All remote schedulers send new tasks to the central scheduler which distributes them among all machines. Currently a simple load balancing scheme is used where the central scheduler assigns new tasks to remote schedulers until the number of not completed tasks reaches an upper bound; a remote scheduler asks for new tasks whenever the number of received but not yet started tasks falls below a lower bound. By this "watermark" scheme, the communication latency for the transfer of a new task (after termination of a task) can be masked by the execution of an already received task.

Task Results

When a new task is created, the scheduler allocates a corresponding "empty" slot in the result table (which will be filled with the result value when the corresponding task will have completed execution). Thus the result of a task is always stored on that machine where the task has been created (not necessarily where it is eventually executed); from the identifier of a task, the scheduler can determine the node holding a task result and correspondingly route requests. Additionally each scheduler holds a cache of all results that it has ever seen such that some requests to non-local task results can be immediately satisfied.

* _Listing_
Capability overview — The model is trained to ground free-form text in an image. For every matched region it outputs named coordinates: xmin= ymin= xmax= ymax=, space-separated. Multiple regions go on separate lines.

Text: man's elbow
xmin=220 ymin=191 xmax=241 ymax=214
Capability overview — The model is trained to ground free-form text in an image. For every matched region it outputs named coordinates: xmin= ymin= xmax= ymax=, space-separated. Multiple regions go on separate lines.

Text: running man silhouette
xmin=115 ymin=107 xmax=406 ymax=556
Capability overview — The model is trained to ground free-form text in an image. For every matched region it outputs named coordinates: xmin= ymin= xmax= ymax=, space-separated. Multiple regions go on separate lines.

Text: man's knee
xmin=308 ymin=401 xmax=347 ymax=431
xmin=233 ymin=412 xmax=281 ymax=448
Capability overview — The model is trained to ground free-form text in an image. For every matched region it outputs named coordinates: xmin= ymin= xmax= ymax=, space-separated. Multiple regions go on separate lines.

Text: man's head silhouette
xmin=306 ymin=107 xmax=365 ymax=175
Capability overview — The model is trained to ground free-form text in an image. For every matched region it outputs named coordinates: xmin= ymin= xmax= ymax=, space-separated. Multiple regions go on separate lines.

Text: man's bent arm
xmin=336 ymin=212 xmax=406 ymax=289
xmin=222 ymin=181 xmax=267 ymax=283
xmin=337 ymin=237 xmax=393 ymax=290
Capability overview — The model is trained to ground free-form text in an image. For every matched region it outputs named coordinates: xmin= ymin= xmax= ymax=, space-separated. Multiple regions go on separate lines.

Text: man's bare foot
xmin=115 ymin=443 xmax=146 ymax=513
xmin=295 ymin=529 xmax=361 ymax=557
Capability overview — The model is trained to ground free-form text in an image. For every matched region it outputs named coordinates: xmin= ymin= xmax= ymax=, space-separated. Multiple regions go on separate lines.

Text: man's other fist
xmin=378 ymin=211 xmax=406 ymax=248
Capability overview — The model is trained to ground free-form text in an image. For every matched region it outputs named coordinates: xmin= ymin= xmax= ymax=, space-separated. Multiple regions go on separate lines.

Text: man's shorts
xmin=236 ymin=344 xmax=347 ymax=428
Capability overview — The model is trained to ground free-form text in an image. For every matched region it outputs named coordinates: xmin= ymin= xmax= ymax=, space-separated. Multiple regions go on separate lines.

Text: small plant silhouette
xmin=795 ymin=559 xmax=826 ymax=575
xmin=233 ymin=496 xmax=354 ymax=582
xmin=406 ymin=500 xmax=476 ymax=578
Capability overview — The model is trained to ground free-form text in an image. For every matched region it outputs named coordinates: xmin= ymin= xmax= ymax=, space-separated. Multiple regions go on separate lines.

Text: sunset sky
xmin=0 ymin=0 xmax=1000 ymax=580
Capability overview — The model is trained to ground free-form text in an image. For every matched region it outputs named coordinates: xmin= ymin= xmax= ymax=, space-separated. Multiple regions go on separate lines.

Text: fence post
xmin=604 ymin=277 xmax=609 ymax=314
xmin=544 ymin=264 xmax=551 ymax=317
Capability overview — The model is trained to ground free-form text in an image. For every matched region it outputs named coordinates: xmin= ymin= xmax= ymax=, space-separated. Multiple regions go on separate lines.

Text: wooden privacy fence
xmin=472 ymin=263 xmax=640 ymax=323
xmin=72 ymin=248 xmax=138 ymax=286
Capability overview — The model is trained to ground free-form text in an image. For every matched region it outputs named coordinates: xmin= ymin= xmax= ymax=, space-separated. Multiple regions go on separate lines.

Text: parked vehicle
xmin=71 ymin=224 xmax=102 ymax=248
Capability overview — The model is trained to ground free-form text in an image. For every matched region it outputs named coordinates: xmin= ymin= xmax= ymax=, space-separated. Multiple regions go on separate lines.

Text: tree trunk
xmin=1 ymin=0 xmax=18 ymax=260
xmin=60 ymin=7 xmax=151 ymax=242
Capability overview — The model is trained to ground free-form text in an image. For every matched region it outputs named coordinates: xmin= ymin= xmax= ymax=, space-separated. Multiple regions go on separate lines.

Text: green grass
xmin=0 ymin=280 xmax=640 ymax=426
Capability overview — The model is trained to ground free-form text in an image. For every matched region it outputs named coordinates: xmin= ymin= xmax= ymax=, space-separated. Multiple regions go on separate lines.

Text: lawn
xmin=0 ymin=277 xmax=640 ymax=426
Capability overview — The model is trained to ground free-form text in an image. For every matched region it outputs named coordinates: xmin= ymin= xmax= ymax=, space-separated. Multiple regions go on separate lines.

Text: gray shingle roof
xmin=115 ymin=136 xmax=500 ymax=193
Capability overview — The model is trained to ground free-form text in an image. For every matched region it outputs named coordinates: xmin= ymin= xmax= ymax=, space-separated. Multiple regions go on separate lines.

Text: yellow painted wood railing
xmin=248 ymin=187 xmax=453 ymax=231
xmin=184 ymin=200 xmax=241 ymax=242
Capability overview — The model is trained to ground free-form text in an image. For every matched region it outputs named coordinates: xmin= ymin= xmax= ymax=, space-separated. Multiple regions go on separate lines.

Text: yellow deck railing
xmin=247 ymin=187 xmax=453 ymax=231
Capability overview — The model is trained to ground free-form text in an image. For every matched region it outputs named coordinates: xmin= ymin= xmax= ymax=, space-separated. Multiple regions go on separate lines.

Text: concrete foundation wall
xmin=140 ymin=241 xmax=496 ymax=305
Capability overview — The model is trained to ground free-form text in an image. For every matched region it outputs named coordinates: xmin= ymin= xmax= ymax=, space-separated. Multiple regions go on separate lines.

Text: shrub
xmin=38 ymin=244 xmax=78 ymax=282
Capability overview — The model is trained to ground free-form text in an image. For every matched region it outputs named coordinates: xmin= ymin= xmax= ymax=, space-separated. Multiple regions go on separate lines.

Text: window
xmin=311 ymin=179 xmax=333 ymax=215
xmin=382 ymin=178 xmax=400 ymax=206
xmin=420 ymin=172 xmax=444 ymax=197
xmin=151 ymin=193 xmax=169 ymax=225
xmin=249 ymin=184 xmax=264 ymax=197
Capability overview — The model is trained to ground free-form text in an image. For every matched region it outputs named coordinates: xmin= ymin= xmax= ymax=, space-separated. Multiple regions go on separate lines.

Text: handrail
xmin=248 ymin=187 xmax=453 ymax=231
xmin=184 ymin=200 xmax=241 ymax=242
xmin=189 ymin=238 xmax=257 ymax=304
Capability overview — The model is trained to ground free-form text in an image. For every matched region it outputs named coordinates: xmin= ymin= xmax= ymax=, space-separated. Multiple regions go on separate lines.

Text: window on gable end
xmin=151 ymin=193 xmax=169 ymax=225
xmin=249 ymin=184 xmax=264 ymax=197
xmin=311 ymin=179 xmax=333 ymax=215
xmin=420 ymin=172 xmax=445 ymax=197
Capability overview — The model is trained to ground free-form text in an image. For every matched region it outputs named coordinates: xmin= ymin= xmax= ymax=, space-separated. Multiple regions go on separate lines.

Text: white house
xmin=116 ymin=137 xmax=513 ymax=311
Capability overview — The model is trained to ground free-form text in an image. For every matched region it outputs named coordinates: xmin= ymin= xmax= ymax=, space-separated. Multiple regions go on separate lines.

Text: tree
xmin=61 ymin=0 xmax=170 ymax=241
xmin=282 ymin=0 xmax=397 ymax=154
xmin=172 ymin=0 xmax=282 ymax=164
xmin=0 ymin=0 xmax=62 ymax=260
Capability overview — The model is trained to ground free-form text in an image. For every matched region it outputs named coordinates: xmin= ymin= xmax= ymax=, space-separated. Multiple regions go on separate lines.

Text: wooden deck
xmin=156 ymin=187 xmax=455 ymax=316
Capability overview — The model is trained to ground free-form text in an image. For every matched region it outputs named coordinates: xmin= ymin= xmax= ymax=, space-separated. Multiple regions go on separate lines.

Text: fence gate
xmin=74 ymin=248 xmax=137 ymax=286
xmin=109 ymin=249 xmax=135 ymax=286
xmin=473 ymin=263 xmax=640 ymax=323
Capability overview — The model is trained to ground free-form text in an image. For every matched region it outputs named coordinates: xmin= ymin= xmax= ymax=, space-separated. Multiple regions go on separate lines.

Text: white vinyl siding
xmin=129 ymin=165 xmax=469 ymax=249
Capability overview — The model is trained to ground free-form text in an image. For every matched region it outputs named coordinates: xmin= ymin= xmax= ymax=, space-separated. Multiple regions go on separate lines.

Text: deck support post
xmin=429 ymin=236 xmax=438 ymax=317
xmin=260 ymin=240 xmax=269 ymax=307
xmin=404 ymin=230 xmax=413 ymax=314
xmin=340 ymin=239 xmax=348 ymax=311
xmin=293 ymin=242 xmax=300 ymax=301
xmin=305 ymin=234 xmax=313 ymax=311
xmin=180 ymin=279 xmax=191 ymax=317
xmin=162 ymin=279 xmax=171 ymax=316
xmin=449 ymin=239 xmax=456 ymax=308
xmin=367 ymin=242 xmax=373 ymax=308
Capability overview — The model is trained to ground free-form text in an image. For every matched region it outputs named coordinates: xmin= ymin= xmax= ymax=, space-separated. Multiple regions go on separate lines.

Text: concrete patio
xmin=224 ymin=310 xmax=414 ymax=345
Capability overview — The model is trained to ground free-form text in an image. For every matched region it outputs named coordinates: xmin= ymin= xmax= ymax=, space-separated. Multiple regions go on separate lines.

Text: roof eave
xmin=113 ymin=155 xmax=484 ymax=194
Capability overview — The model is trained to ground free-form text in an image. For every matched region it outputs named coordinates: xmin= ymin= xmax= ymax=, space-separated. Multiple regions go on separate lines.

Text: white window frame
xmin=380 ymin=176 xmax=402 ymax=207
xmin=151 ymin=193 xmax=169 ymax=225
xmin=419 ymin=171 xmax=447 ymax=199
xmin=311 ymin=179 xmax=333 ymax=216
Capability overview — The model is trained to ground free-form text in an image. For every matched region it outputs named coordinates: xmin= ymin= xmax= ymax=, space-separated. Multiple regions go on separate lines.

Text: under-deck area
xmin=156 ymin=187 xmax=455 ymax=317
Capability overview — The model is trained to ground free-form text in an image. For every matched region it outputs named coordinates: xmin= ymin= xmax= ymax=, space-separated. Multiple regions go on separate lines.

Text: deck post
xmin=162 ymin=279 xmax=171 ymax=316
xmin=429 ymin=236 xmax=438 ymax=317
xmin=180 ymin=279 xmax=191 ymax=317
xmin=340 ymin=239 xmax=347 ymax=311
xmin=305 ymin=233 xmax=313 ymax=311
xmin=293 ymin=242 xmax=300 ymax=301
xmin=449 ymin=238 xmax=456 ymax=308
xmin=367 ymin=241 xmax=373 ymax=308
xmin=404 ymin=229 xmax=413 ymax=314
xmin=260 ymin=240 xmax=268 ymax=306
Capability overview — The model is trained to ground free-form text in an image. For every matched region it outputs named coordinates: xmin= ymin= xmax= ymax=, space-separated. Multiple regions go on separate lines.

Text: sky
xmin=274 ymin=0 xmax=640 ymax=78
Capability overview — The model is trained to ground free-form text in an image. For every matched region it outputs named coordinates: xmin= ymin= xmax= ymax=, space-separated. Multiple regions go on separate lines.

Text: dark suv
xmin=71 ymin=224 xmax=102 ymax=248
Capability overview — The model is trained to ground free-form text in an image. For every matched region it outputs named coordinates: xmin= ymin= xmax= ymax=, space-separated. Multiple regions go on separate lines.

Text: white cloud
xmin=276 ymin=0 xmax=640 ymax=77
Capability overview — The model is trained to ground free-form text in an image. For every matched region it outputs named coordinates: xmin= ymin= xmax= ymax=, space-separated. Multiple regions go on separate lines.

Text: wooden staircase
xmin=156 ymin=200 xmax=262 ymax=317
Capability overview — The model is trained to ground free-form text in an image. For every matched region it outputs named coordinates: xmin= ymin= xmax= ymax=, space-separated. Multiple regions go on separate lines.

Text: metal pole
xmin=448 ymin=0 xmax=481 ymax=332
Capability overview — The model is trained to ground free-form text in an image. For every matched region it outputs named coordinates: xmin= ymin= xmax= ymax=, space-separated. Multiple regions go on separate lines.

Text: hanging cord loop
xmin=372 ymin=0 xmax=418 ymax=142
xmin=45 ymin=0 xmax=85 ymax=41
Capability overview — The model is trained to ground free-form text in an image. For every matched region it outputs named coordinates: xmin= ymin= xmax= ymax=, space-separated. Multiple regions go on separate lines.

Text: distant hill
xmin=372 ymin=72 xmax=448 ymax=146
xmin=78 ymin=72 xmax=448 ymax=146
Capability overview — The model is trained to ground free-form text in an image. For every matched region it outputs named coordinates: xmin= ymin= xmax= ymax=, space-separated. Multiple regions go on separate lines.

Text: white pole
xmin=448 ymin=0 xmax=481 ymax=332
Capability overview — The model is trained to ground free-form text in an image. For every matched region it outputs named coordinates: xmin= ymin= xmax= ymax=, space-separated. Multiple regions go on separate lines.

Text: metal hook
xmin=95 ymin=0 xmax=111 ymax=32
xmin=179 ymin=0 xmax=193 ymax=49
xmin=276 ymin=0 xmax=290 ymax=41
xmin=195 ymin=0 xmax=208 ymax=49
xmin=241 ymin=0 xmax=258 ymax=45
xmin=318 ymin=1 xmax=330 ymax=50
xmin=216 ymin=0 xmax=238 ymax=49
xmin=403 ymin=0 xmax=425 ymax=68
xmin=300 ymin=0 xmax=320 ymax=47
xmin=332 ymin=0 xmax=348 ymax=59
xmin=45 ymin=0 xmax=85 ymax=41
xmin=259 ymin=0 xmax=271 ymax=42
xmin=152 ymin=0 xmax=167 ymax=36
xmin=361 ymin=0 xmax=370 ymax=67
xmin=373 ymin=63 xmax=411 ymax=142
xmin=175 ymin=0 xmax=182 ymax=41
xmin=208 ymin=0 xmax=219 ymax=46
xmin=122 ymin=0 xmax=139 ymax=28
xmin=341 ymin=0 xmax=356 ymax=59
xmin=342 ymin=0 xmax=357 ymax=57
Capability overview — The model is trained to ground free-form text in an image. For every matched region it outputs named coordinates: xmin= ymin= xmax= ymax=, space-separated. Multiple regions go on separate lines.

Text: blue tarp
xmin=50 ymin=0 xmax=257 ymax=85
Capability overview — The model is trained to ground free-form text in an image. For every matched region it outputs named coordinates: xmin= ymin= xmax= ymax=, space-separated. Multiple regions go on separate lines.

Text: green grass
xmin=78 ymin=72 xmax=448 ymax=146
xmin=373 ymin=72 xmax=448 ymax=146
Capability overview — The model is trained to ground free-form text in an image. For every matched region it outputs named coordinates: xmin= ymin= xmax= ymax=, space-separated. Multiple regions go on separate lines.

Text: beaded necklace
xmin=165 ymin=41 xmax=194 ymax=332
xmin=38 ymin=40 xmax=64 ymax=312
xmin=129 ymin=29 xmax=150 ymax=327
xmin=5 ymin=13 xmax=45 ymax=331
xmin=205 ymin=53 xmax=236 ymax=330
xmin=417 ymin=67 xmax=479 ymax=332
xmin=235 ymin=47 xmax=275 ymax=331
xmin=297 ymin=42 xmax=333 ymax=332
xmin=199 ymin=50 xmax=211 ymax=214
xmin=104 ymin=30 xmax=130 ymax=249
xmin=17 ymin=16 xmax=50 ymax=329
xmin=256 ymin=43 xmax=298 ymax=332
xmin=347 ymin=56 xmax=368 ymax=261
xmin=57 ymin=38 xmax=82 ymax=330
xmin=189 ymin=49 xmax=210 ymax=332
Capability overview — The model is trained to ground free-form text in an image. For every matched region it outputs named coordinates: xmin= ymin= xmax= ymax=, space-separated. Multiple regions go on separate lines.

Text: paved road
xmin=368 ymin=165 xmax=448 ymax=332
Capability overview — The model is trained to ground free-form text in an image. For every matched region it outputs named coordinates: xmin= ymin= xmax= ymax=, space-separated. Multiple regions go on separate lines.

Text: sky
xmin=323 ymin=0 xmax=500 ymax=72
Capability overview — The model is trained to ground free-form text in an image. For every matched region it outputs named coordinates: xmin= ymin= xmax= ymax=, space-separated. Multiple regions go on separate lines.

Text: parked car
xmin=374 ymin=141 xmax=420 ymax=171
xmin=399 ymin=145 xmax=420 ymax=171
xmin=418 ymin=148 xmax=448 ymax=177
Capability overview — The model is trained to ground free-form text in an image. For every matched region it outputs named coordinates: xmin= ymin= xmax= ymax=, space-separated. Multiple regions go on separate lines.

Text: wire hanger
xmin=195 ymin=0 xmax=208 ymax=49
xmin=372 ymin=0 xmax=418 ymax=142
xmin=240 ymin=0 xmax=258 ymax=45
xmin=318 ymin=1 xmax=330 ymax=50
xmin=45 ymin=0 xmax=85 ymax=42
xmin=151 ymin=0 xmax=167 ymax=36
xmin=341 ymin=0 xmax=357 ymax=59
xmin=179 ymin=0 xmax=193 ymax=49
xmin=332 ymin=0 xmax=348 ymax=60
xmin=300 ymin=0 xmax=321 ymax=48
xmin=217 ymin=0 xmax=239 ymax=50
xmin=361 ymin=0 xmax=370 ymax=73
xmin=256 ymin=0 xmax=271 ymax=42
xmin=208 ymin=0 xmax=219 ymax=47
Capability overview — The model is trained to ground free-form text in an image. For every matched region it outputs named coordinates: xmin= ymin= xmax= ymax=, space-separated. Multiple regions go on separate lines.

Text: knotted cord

* _Direction_
From the passage on distributed task scheduling, extract verbatim the portion that begins with the words containing "When a new task" and ends with "be immediately satisfied.".

* _Task result_
When a new task is created, the scheduler allocates a corresponding "empty" slot in the result table (which will be filled with the result value when the corresponding task will have completed execution). Thus the result of a task is always stored on that machine where the task has been created (not necessarily where it is eventually executed); from the identifier of a task, the scheduler can determine the node holding a task result and correspondingly route requests. Additionally each scheduler holds a cache of all results that it has ever seen such that some requests to non-local task results can be immediately satisfied.